Records shown:
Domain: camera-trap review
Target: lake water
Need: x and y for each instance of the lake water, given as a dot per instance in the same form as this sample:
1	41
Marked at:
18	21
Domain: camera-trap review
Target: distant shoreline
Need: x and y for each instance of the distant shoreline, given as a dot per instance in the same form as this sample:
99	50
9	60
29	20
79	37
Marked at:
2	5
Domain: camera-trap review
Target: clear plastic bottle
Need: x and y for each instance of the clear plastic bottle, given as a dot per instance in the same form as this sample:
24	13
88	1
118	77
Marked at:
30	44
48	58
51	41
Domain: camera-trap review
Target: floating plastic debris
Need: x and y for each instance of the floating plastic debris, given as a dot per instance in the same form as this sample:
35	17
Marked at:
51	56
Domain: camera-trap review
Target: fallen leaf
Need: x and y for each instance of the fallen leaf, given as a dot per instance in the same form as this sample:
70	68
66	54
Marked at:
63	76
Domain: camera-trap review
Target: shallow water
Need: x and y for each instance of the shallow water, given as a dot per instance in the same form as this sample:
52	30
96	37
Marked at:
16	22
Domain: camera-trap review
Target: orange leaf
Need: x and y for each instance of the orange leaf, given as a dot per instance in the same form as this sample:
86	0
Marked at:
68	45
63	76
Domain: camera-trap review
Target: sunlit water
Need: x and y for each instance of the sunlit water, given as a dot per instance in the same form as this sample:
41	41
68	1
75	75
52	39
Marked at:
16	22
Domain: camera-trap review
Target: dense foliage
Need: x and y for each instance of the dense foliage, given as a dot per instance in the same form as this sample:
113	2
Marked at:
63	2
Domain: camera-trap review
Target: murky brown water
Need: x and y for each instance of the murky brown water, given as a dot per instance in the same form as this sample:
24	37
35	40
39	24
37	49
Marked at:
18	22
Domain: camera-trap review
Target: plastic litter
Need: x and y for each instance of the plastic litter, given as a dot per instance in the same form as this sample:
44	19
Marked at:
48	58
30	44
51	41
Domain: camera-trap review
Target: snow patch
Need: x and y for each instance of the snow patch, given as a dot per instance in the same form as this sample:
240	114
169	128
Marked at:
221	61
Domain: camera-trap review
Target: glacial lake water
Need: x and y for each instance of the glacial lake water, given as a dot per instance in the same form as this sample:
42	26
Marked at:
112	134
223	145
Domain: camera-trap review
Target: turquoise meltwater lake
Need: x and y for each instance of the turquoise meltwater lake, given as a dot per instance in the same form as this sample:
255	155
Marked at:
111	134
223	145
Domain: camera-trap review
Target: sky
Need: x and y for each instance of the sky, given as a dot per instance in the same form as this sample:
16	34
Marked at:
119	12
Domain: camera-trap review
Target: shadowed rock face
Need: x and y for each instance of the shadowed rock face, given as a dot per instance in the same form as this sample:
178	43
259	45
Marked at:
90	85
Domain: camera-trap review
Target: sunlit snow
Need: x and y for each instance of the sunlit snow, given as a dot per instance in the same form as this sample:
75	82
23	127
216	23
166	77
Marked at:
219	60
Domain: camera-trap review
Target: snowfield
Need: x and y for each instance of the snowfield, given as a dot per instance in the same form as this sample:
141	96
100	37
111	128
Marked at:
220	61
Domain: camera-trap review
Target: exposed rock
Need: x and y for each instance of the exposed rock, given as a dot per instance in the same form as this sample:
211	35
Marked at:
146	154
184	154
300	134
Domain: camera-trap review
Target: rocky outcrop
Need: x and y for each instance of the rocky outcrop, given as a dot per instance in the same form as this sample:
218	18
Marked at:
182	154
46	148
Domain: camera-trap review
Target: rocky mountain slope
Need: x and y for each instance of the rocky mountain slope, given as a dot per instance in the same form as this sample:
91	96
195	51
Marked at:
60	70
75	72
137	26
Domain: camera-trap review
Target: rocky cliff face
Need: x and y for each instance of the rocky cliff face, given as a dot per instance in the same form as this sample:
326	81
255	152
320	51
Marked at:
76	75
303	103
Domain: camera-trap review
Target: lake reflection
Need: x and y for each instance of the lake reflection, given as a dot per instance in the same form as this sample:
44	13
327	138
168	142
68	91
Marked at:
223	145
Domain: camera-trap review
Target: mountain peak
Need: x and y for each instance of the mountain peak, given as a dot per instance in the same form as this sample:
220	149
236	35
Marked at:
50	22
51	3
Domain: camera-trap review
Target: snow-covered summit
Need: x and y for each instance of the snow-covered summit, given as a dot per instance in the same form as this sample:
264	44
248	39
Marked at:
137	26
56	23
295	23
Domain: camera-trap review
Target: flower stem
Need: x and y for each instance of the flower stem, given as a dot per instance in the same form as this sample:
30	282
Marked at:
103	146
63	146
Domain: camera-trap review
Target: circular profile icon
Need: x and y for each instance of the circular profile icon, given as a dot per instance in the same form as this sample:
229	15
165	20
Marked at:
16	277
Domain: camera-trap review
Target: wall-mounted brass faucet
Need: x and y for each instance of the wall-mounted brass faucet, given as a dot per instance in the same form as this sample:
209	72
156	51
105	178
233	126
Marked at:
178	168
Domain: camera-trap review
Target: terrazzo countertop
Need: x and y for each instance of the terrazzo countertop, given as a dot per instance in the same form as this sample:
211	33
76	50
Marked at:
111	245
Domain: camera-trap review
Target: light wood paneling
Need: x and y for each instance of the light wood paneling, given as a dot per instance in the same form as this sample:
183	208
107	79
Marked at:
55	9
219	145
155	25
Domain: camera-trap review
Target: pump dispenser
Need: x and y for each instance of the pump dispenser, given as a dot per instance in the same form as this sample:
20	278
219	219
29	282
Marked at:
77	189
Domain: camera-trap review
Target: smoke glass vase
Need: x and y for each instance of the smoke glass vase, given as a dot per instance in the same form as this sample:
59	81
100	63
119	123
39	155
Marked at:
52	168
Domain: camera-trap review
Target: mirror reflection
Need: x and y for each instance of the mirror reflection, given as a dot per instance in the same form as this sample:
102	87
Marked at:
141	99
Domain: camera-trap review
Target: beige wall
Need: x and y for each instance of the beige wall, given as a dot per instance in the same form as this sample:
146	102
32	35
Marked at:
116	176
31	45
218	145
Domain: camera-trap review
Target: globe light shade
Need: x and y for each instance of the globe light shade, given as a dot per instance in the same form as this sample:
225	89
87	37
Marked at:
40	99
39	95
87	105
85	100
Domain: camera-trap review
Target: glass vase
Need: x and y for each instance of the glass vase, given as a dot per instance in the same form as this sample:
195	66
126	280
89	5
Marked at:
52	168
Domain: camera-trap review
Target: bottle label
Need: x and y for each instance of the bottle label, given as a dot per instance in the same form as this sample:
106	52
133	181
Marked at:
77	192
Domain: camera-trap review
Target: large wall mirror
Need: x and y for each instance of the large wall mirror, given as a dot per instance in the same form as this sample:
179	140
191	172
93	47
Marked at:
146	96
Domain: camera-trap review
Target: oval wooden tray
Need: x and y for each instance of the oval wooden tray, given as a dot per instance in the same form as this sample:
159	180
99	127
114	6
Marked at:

...

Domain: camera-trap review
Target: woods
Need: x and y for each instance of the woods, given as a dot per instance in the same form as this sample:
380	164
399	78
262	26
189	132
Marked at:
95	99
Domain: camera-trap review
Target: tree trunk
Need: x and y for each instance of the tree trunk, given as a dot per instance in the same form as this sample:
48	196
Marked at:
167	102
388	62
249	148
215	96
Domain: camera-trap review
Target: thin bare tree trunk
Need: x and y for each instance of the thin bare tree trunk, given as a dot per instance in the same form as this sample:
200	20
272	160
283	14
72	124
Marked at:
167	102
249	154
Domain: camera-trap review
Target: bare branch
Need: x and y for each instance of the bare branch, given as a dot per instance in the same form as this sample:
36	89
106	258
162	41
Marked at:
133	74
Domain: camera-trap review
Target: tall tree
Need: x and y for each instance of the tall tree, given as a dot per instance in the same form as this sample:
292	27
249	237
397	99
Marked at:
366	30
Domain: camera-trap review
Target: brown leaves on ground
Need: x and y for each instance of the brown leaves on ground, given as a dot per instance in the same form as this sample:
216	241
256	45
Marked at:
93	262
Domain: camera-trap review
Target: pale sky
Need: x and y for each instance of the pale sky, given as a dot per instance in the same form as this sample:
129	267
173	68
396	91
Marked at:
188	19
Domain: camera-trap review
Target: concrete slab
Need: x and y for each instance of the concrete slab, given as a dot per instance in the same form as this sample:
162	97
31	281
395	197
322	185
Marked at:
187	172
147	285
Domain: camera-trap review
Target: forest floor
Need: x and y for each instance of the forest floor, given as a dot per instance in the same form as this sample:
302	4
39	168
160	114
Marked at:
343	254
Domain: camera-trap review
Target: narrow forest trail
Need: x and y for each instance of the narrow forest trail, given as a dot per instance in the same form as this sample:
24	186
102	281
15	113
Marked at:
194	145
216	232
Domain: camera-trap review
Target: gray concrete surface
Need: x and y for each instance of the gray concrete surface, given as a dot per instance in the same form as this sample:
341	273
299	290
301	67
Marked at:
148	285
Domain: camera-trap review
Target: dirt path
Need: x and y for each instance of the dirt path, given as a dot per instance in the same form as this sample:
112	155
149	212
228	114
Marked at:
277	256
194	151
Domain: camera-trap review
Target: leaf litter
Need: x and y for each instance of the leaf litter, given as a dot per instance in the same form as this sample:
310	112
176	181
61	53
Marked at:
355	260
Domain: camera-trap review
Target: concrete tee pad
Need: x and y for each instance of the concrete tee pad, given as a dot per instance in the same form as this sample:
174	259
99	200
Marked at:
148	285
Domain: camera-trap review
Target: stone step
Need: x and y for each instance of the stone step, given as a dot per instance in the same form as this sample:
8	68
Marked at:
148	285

What you should do: Scan the records above and show every line in which the word "sunlit" occurs.

Reply:
Target: sunlit water
Need: x and y for each instance of the sunlit water, given as a dot per instance in the same form as this sample:
Target: sunlit snow
Need: x and y for each instance of the sunlit snow, given as a dot per instance in the same form as this sample:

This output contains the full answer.